** Opening Document passage block **

Aging will inevitably create changes in the way our bodies operate. The digestive system is no exception. This article will examine how to adjust our diets to help compensate for the changes.
Cynthia Sass, Health.com
updated 7:12 AM EDT, Tue May 20, 2014
Health Magazine Editor’s note: Cynthia Sass is a registered dietitian with master’s degrees in both nutrition science and public health, and the author of “S.A.S.S! Yourself Slim: Conquer Cravings, Drop Pounds and Lose Inches.”
(CNN) — As you get older, it’s important to make small changes to your diet to protect your long-term health. Here are seven nutrients to zero in on after turning 50.
Why you need it: Scientific journals have been bursting at the seams in recent years with new research about the importance of vitamin D, and according the data, the vast majority of women aren’t getting enough.
One recent study found that adults with the lowest blood vitamin D levels were about twice as likely to die from any cause compared to those with the highest levels. Other studies have linked adequate intakes to lower rates of obesity, type 2 diabetes, heart disease, high blood pressure, osteoporosis, depression, certain cancers, and brain disorders such as Alzheimer’s disease.
This key nutrient is also tied to enhanced immunity, muscle functioning, and injury prevention (pretty impressive, huh?). Vitamin D’s nickname is the “sunshine vitamin” because exposure to the sun’s ultraviolet rays triggers its production in the body, but you can’t rely on the sun as your sole source. Your location, cloud cover, smog, time of day and year, and sunscreen use all affect your UV exposure and vitamin D production.
How to get it: Some of the best natural food sources include wild salmon, whole eggs (the D is in the yolk), and mushrooms, and it’s in fortified foods like dairy, but it can be difficult to eat enough of these foods to meet your needs, so a supplement may be your best bet
How much is safe: To identify the right amount to take, get your blood level tested. Based on the results, your doctor can recommend the proper daily dose.

** Closing Document passage block **
** Opening Extracted information block **

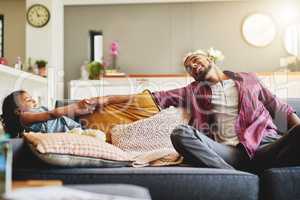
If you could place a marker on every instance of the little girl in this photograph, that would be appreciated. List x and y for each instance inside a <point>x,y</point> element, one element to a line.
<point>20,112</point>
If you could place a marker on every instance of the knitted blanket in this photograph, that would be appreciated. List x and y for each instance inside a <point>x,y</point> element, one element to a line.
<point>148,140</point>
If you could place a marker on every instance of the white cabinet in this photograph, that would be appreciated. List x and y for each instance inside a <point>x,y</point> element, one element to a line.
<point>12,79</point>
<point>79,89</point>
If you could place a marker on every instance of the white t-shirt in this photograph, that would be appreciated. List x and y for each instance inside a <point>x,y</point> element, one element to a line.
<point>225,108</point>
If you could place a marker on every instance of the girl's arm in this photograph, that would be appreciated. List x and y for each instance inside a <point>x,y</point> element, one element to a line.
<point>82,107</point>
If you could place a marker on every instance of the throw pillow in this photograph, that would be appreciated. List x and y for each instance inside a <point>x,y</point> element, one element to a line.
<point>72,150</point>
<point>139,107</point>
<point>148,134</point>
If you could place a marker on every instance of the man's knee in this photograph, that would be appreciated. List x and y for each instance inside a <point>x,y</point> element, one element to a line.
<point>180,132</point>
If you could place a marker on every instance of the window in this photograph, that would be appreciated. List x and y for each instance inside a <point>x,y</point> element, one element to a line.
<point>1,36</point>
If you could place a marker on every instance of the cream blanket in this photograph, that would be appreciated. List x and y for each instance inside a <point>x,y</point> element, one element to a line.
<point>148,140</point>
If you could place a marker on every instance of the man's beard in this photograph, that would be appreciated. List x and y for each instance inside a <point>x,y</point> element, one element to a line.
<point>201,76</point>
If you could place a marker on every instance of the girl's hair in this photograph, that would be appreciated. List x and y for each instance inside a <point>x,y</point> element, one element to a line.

** Closing Extracted information block **

Activity ▸ Pick up the article on nutrients to focus on after age 50 immediately after its last sentence, and keep writing in the same style.

Answer to this exercise ▸
Why you need it: Bone density declines more rapidly after 50, and one in three women over this age will experience a bone fracture. Research shows that in the first years after menopause, women may lose 3 to 5% of their bone mass annually, and increases in calcium intakes generally don’t offset the losses.
Calcium is also required for muscle contractions, so this mineral allows you to get the most from every workout. It’s also needed for nerve function, and helps maintain your body’s acid/base balance, so there are plenty of reasons to strive to hit the suggested mark.
How to get it: While dairy may be your first thought, there are also several plant-based sources, including dark leafy greens, beans and lentils, nuts, and dried figs.
How much is safe: If you choose to use a supplement, just be sure not to go overboard. The recommended daily calcium intake for women over 50 is 1,200 mg per day, but the maximum advised limit, from both food and supplements combined, from age 51 on is 2,000 mg per day.
I’ve seen plenty of women exceed that amount (sometimes unknowingly, sometimes because they mistakenly believe more is better), and getting too much can be risky, with potential side effects including kidney problems, kidney stones, and calcium deposits in soft tissues.
High calcium intakes can also lead to constipation, and interfere with the absorption of iron and zinc, and recently, excess calcium has been linked to a higher risk of heart disease. Talk to your doctor or dietitian to be sure you’re striking the right balance.